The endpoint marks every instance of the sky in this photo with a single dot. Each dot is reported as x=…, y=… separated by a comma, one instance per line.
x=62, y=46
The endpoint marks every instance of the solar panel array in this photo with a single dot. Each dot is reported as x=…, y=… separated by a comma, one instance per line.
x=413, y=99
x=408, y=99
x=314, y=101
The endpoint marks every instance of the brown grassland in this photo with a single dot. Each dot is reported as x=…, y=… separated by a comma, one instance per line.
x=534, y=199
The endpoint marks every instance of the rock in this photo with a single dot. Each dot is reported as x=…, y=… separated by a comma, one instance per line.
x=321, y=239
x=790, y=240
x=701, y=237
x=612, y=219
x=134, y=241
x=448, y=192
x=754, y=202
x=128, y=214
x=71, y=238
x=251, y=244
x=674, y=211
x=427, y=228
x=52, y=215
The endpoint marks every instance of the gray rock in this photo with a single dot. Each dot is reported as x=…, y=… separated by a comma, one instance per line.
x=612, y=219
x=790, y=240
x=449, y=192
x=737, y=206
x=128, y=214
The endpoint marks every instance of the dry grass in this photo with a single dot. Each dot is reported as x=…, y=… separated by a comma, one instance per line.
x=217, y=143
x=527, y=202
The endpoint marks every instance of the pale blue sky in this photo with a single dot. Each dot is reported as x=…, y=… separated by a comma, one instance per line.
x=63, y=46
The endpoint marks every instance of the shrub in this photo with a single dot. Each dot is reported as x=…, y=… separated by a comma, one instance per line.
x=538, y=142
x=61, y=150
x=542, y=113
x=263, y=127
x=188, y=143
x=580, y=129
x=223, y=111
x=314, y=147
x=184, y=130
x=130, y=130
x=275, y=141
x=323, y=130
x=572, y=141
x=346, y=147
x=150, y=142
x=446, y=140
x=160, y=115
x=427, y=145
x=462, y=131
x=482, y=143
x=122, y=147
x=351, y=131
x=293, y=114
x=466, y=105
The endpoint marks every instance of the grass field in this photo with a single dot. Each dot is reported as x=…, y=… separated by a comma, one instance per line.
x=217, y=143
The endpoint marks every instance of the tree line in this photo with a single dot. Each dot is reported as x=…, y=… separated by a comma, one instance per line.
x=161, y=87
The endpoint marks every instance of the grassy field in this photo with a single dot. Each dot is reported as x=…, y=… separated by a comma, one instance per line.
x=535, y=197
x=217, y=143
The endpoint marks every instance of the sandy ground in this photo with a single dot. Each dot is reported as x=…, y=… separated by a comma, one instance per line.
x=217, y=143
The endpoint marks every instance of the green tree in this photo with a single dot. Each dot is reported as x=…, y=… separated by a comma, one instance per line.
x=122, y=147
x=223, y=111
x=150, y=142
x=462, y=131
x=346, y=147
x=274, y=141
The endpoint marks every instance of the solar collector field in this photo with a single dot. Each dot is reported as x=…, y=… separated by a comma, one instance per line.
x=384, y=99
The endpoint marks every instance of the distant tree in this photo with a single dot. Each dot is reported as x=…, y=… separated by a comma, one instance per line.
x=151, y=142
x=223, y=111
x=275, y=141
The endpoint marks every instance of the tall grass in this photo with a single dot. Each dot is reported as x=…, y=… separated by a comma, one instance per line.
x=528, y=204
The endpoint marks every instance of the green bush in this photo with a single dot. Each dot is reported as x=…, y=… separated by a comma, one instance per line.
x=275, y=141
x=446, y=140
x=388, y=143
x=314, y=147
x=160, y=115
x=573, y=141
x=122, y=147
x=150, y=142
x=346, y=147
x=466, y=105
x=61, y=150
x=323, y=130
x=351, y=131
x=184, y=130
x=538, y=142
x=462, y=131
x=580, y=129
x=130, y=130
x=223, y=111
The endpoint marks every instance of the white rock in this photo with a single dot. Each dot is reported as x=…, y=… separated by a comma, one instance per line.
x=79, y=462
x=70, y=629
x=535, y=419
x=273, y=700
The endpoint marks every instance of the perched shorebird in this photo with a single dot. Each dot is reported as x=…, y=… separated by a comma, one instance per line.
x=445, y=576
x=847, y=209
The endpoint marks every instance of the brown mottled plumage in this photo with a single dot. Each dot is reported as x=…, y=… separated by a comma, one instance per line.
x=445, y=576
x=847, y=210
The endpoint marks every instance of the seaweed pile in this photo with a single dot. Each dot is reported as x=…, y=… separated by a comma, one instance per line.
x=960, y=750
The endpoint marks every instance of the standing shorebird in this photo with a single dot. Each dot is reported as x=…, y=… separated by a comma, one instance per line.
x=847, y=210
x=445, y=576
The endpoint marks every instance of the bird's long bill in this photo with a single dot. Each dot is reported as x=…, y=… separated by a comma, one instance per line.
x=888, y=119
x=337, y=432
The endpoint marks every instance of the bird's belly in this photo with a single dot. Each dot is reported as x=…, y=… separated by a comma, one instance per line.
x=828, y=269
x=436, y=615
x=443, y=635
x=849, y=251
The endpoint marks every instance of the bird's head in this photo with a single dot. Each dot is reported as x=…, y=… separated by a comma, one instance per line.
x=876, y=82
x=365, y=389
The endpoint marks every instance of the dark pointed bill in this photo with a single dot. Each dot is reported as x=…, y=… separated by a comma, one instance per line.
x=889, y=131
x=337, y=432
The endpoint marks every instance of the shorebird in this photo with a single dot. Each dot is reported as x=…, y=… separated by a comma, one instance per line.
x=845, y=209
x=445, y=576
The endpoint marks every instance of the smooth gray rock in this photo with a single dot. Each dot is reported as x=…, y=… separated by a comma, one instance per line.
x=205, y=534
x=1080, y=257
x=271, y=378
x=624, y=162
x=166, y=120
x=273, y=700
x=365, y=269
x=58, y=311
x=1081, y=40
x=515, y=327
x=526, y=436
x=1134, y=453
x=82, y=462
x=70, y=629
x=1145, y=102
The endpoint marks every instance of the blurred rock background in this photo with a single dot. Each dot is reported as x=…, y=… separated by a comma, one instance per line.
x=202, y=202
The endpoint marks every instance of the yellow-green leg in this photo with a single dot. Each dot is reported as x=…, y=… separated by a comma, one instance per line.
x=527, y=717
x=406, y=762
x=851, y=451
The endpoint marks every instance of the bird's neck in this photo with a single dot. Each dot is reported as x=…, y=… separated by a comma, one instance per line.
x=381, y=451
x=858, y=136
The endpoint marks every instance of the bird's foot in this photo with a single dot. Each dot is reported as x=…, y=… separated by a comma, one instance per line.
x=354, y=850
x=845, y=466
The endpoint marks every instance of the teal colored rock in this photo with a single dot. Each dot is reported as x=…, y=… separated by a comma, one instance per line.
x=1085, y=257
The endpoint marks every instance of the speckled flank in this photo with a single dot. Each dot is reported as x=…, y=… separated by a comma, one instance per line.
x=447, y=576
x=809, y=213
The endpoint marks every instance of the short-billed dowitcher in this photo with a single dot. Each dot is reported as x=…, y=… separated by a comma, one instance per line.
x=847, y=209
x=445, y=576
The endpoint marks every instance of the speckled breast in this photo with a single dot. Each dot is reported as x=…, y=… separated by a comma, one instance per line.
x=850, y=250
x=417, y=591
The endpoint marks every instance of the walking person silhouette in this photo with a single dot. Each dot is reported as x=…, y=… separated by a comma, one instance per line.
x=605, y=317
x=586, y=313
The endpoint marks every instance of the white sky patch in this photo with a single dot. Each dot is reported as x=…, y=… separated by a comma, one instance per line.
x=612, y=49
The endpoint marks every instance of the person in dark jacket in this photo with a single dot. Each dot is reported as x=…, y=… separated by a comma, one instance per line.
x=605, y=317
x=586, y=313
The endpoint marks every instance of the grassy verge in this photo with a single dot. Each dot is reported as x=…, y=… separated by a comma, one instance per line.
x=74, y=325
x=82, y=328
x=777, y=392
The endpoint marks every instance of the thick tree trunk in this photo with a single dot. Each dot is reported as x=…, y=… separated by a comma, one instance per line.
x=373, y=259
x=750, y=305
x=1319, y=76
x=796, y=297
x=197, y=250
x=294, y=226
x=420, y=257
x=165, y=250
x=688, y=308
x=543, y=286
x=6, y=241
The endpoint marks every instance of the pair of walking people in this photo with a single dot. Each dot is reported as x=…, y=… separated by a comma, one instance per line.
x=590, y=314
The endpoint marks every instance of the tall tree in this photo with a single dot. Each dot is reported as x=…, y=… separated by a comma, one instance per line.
■ ■ ■ ■ ■ ■ ■
WORK REQUEST:
What's needed is a word-for-word copy of the lines from the one holding "The endpoint marks every instance of the grassy verge" through the final line of the data.

RESULT BELOW:
The endpoint marks every instance of the grassy verge in this photo with a single dot. Each dot is reported as x=…, y=… separated by a comma, one instance per line.
x=74, y=325
x=82, y=328
x=777, y=392
The endpoint marks every instance of the thick tree trunk in this photo with a single dot. Each dot is reported as x=…, y=… separated by a comma, one instance per line.
x=373, y=259
x=750, y=305
x=1319, y=76
x=796, y=297
x=197, y=250
x=294, y=226
x=420, y=257
x=165, y=250
x=688, y=308
x=543, y=286
x=6, y=241
The endpoint marks every instance of the pair of walking people in this photo with a single dot. Each dot is reported as x=…, y=… separated by a comma, one instance per line.
x=590, y=314
The endpoint marks every instance of the tall tree in this photo with a single dot. Each dot is reported as x=…, y=… separated by a comma, one instance per line.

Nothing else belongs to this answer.